▶ [GIVEN PROBLEM] Write out the whole listing again, exactly.

▶ [RECORDS]
# # # #

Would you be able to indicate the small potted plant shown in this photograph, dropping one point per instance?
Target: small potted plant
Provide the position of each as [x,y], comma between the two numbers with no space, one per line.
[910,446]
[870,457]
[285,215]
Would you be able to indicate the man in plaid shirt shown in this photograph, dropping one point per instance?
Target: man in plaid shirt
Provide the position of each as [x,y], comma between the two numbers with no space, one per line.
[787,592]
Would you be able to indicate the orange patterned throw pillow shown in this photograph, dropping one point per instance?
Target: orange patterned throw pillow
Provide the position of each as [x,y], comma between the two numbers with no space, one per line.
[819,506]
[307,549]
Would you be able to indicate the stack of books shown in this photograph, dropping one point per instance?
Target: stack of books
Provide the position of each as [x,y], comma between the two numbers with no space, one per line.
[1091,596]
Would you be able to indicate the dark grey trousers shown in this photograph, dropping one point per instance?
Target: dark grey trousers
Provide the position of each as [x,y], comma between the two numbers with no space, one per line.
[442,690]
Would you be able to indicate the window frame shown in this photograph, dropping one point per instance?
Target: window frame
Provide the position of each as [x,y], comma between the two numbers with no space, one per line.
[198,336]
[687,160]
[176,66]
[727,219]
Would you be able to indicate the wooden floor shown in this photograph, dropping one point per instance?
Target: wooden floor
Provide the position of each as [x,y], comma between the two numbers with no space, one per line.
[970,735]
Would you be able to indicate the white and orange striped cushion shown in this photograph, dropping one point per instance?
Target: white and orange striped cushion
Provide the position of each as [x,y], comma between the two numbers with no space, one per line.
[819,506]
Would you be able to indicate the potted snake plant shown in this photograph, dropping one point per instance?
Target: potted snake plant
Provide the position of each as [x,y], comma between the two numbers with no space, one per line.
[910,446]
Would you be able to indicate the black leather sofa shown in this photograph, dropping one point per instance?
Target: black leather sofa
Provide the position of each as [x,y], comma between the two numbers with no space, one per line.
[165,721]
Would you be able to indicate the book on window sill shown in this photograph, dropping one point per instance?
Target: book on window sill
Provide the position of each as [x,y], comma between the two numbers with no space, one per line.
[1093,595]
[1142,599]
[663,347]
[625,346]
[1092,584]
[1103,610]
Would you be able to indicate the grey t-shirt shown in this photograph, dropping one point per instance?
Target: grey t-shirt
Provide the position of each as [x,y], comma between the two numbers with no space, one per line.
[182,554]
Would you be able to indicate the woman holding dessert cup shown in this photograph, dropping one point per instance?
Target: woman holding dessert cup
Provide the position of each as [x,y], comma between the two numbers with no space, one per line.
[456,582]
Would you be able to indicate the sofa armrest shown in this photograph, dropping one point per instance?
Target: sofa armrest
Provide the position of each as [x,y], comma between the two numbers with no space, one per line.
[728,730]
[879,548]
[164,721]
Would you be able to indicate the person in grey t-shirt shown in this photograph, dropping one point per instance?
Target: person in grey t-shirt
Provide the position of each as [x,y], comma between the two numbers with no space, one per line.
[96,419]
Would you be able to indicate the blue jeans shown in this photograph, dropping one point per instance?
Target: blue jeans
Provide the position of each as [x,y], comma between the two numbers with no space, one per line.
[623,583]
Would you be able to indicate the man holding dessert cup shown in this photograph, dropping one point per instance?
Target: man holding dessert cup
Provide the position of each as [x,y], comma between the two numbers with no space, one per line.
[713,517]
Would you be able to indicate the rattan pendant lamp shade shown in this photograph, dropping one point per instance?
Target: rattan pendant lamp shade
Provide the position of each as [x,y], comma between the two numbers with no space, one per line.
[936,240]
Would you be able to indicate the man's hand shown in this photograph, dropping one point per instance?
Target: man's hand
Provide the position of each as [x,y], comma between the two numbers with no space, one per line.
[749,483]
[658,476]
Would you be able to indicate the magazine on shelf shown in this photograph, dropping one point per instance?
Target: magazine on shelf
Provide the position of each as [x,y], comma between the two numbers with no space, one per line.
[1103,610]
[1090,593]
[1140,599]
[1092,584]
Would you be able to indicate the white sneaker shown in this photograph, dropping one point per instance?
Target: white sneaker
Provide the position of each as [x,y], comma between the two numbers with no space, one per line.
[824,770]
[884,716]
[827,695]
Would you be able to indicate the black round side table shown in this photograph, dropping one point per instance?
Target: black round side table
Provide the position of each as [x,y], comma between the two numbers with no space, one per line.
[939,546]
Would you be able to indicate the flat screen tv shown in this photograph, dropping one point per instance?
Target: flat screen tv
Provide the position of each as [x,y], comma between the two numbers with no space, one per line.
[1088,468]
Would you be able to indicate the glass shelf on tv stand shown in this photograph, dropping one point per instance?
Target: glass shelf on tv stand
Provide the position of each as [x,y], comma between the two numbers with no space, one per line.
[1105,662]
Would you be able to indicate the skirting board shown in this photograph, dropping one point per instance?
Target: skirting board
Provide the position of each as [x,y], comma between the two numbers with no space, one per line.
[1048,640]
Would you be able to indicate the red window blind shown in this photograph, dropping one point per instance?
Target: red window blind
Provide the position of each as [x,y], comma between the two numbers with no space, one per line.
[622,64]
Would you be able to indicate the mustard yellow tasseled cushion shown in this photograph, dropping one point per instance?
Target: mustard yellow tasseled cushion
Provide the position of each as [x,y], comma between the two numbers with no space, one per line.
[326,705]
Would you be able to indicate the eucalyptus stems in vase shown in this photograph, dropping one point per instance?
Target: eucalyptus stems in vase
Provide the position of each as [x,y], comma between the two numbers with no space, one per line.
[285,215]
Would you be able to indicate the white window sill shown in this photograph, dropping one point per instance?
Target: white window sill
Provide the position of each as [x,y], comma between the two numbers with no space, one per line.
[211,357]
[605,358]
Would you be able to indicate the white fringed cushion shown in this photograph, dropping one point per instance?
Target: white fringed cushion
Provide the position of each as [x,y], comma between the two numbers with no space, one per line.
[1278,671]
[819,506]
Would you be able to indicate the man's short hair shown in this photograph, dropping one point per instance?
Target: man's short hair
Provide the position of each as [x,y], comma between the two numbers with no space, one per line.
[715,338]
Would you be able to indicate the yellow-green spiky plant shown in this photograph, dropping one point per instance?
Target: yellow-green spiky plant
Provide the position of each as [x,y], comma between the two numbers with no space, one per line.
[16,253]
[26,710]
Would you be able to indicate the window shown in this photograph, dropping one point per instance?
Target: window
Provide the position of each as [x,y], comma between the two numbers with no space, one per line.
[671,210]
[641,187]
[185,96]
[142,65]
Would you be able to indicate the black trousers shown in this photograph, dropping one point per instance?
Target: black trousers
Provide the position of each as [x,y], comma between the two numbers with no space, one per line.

# # # #

▶ [THE COMPLETED TASK]
Would you be able to indicate the small potted plant shown in this photograph, dropping one point per instance?
Target: small potted plant
Provide the position of each as [x,y], comma between the two numbers with no space, one per line.
[910,446]
[870,457]
[285,215]
Would you be able to indicate the man in plaid shirt shown in this photograph, dropping one point per instance?
Target: man in plaid shirt
Provide the position of each as [x,y], comma between the two numbers with no space, one per line.
[787,592]
Would you be able to indicate the orange patterned throw pillow shown in this photograph, dropping one point per instance?
Target: orange patterned throw pillow
Provide the position of each as [x,y], comma between the two numbers with no space, one per line.
[819,506]
[307,549]
Would you be able to indicate the stack of books shown in this photograph, dropping one point per instance?
Target: stack of books
Provide the position of each as [x,y], comma between the two numbers with no space, one per line.
[1091,596]
Would you be able to indicate the dark grey trousers shown in this photograph, dropping one point per instance?
Target: dark grey trousers
Provide the position of each as [x,y], comma between the two numbers with no space, one per line.
[442,690]
Would you be able to indicate the window frame shown in this photograph, dropping one point per instance?
Target: window frame
Provide the position of each as [x,y], comma between the two numbers with no space, one per line.
[198,336]
[687,160]
[176,66]
[727,219]
Would you be able to indicate the wooden floor shown in this photograph, dropping one point per instance?
Target: wooden floor
Provide the position of each as [x,y], comma between the two numbers with no space, one per line.
[970,735]
Would you be able to indicate the white and orange striped cushion shown in this photograph, dropping one point per instance?
Target: white and orange striped cushion
Provide the position of each as [x,y], comma between the two numbers with no space, one per line.
[819,506]
Would you be able to indicate the potted snake plant shown in this photograph, dropping one point per instance?
Target: potted snake plant
Provide the position of each as [x,y], comma between the two numbers with no space, one per line.
[910,446]
Would you be able to indicate the black leather sofa shown in this photograph, dropping one point per instance?
Target: black leather sofa
Provide the position of each as [x,y], comma between the two numbers with no space, one per line.
[165,721]
Would you be able to indicate the book on window sill shown in this photograph, dropping one point per instance?
Target: book on window sill
Provide the position of each as [x,y], comma between the two numbers with no space, one per line.
[1093,595]
[1142,599]
[663,347]
[625,346]
[1092,584]
[1103,610]
Would you be able to indicate the grey t-shirt shown in this photograph, dropping one point per instance?
Target: grey t-shirt
Provide the position of each as [x,y], comma between the two numbers with no space, one per line.
[182,554]
Would you be able to indicate the woman holding dessert cup shown in this photograph, dropping one point per instance?
Target: woman holding dessert cup
Provide the position of each as [x,y], comma between the two numbers with no space, one per line.
[456,582]
Would you be able to indicate the sofa armrest shown in this photograph, dropping one point per instance?
Target: sofa armrest
Provide the position of each as [x,y], comma between the two numbers with no space, one per line.
[728,730]
[879,548]
[164,721]
Would you be able to indicate the person in grey t-shirt shown in this photograph, dropping one point per instance?
Target: person in grey t-shirt
Provide the position of each as [x,y], comma between the two numbers with no space, one per line.
[96,419]
Would you be able to indicate the blue jeans shown in this photograph, dropping one point per instance?
Target: blue jeans
Provide the position of each as [x,y], comma between the two numbers with no space, one per line.
[623,583]
Would you be able to indicate the man holding dessert cup shown in this photograph, dropping one point per instance?
Target: man holding dessert cup
Provide the position of each as [x,y], comma between the two numbers with no space, one per line.
[713,517]
Would you be able to indicate the rattan pendant lamp shade shown in this photograph, dropping one point per instance?
Target: rattan pendant lamp shade
Provide the position of each as [x,y], comma between the two numbers with no space, one per line.
[936,240]
Would you be able to indicate the man's hand shown in this photograph, dropping one point per instance?
Target: man's hand
Provide the position of each as [x,y], comma between the two numbers with no space, one per line.
[749,483]
[658,476]
Would you be able to indicate the magazine on shelf shown in this photograph, dropping one point per instance?
Target: magazine on shelf
Provide the position of each as [x,y], comma between the two numbers with no space, one per line.
[1103,610]
[1090,593]
[1140,599]
[1092,584]
Would you be able to indicate the white sneaker shown in this photograph, dropping one point per instance?
Target: white sneaker
Provide the position of each as [x,y], comma between the two numbers with no space, one per line.
[824,770]
[884,716]
[827,695]
Would you be able to indicate the black round side table shown in this photograph, dropping one point per instance?
Target: black round side table
Provide the position of each as [x,y], comma between the two numbers with no space, one per line.
[939,546]
Would you be able to indicate the flat screen tv shown in this photograph, dropping one point per instance?
Target: flat screen tv
Provide the position of each as [x,y], comma between the two numbers with no space, one per line.
[1088,468]
Would you be able to indicate the glass shelf on tv stand shown in this photograph, dropping one point per instance?
Target: glass shelf on tv stand
Provide the position of each as [x,y], comma between the two numbers with no space, one per line.
[1105,662]
Would you be able to indicate the skirting board shown in this photograph, dropping one point per instance?
Target: skirting board
Provide the position of each as [x,y], comma between the two numbers with no space, one per line.
[1048,640]
Would you be able to indicate the red window blind shown in this photograph, dropping one point per instance?
Target: red window blind
Provide the position of each as [x,y], comma between the two numbers with no space, one per line.
[622,64]
Would you be able to indicate the mustard yellow tasseled cushion shown in this photograph, dropping one point per instance?
Target: mustard yellow tasseled cushion
Provide the position of each as [x,y], comma between the two numbers with no space, one per line.
[326,705]
Would you be able to indicate the eucalyptus stems in vase shown in this photograph, dropping one point per instance?
Target: eucalyptus stems in vase
Provide the position of each as [x,y], comma between the two numbers with no space, one per line.
[285,215]
Would you be able to indicate the white window sill shown in this photograph, dropping one point per instance?
Target: white window sill
Provide the position of each as [x,y], comma between the two numbers with no space, one per line.
[211,357]
[605,358]
Would you be able to indicate the white fringed cushion shown in this photograph, dropping one point per instance?
Target: white fringed cushion
Provide the position of each as [x,y], comma between the two numbers with no space, one per line.
[1278,671]
[819,506]
Would you be able to indicate the man's short hair shown in this photograph, dropping one point per instance?
Target: man's short hair
Provide the position of each as [x,y], comma between the two numbers with no space, one per line.
[715,338]
Would you be able to indicate the yellow-green spiky plant shown in this photograph, dropping one point per instance?
Target: yellow-green spiky plant
Provide the position of each as [x,y], comma between the two numbers with no space, one per line.
[16,253]
[26,710]
Would you be able to indicate the window shown in this photograph, dropping one point per instance?
Target: window
Provide the position of each as [x,y], comma between the two numbers with no space, one per line.
[671,210]
[641,187]
[185,96]
[142,65]
Would you be able to indicate the black trousers shown in this photograph, dropping one point per instance?
Target: black trousers
Provide the position of each as [x,y], comma between the two numbers with no space, one per line.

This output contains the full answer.